* START DATA SECTION *
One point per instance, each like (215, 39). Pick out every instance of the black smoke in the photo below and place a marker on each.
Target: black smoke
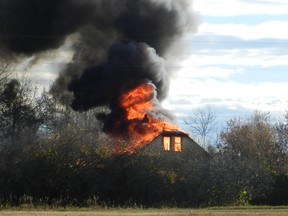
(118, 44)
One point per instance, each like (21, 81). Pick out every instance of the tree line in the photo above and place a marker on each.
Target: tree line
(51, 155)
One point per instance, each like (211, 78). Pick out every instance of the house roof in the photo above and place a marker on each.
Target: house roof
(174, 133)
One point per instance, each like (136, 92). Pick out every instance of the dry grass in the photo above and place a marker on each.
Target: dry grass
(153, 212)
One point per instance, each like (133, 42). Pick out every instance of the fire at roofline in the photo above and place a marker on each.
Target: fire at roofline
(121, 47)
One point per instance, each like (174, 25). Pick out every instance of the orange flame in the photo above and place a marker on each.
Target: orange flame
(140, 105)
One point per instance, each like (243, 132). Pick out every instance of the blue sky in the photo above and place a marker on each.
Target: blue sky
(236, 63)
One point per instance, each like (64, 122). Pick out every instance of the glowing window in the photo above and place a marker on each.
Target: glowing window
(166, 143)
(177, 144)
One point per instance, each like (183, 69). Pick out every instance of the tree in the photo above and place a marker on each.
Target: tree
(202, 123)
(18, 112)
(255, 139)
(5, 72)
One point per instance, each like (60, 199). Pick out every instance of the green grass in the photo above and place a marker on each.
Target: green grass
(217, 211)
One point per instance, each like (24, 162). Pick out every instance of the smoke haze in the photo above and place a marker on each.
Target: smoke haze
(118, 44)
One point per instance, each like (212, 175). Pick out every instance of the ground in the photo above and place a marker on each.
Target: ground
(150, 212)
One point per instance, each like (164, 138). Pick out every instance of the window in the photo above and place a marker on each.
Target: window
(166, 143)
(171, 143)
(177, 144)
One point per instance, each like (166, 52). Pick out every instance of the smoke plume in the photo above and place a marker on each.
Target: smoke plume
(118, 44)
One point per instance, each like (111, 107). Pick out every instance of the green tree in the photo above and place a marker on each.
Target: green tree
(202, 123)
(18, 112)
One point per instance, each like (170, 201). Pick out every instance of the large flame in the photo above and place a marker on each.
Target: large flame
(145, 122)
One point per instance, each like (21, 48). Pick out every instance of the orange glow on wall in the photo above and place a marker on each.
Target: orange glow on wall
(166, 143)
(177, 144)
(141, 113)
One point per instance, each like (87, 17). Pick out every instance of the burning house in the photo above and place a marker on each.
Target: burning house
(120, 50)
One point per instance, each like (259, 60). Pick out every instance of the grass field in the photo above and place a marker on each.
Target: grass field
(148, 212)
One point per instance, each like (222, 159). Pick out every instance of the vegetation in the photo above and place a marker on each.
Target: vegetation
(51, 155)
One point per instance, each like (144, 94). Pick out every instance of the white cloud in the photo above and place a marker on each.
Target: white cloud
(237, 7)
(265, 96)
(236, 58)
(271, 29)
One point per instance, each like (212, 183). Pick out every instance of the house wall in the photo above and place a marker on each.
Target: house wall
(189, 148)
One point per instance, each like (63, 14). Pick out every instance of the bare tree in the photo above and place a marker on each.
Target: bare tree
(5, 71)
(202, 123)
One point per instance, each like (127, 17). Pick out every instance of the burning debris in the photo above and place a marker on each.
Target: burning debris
* END DATA SECTION *
* START DATA SECTION *
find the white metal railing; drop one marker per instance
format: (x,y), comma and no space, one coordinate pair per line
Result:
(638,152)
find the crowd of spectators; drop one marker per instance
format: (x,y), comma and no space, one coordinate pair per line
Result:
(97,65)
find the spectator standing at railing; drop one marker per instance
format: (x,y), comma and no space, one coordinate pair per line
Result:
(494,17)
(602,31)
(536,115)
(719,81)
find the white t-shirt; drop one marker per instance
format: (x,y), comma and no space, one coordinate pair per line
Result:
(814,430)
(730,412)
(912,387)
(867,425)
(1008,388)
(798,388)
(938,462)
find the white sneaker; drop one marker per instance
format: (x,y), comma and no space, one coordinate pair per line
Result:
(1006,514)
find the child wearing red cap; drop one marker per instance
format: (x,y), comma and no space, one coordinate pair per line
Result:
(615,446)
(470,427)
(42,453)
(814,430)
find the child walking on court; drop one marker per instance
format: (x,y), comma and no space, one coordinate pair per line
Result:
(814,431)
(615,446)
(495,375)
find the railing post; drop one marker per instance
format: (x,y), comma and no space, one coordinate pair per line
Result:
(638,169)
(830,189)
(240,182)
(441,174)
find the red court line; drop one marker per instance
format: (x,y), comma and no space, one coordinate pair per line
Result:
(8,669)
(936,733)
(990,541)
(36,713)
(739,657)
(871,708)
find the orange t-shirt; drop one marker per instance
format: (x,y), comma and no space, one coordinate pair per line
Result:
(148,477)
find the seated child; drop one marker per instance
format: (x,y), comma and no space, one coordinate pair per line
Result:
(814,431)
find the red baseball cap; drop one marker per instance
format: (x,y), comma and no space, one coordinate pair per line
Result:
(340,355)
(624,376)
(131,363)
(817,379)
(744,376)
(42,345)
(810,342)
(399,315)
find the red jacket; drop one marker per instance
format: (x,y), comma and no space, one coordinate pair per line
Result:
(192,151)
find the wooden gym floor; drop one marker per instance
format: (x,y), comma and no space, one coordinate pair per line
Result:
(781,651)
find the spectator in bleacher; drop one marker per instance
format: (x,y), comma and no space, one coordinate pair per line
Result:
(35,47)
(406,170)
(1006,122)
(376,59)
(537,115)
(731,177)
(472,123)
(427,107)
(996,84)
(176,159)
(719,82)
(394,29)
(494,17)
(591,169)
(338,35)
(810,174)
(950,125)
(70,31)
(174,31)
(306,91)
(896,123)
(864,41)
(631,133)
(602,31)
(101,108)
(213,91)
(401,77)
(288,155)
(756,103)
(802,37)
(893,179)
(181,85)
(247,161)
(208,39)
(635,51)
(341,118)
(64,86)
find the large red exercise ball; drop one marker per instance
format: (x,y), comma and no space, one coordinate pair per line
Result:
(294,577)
* END DATA SECTION *
▸ AIM OF THE EXERCISE
Copy out the lines, beginning at the one that contains "One point per instance, each like (222, 159)." and stopping after the one that contains "Target: burning debris".

▸ FULL SOLUTION
One point per instance, each like (222, 159). Pick out every instance of the vegetation in the photo above and place a marker on each.
Target: vegetation
(51, 155)
One point per instance, each like (144, 94). Pick out every instance of the white cloud in the photo above and place a marker on each.
Target: white cloud
(237, 7)
(265, 96)
(236, 58)
(271, 29)
One point per instance, each like (212, 183). Pick out every instance of the house wall in the photo above and place a marker on each.
Target: house wall
(189, 148)
One point per instance, each like (63, 14). Pick out every instance of the bare tree in the photo above and place a marker on each.
Target: bare tree
(5, 71)
(202, 123)
One point per instance, each like (127, 17). Pick out every instance of the burning debris in the photo above and place a marker on each.
Target: burning debris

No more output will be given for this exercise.